═══ Data rows ═══

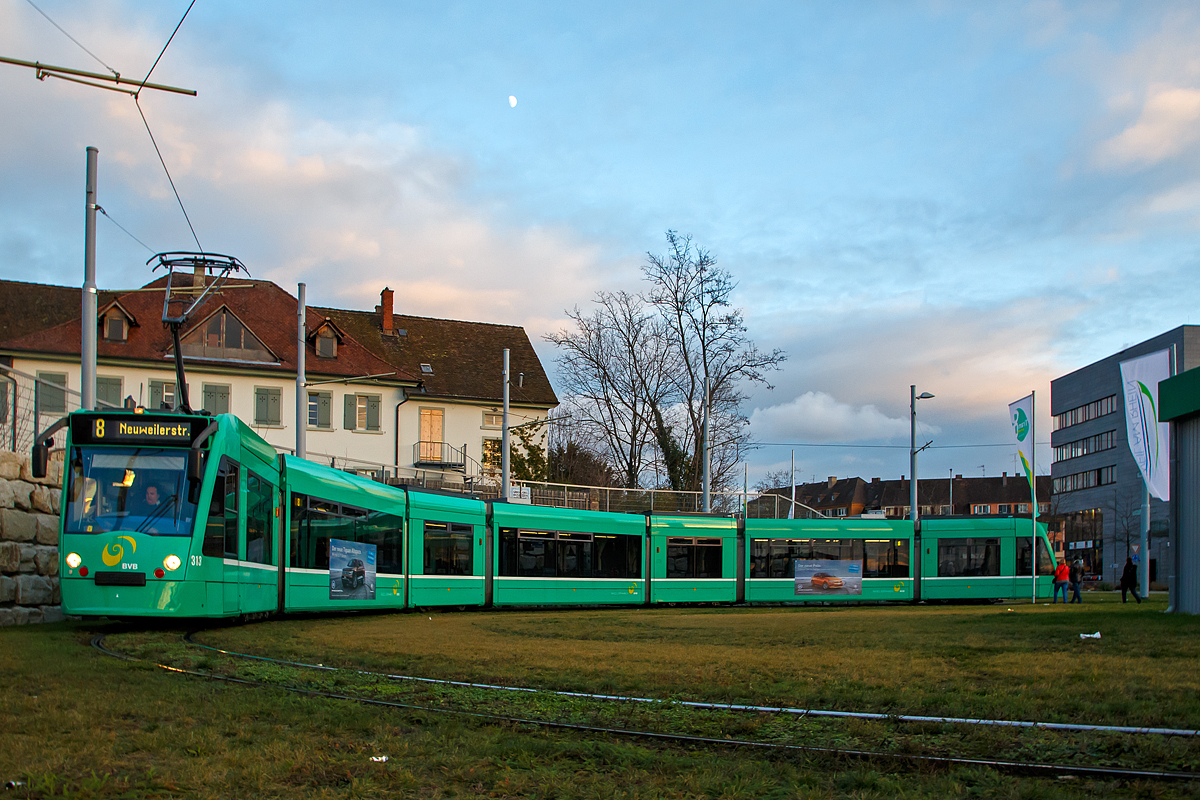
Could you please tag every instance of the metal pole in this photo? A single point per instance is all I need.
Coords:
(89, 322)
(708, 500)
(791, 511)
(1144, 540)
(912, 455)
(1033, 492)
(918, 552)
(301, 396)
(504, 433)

═══

### [Problem]
Rewrite the lines above, switching "photo" to "image" and changing nothing else. Leave out the pictures.

### [Correct result]
Could you please tag every instance of the metal pole in this image? A single point per instance is all I need.
Coords:
(89, 322)
(708, 500)
(791, 511)
(1144, 540)
(912, 455)
(1033, 492)
(918, 552)
(301, 396)
(504, 433)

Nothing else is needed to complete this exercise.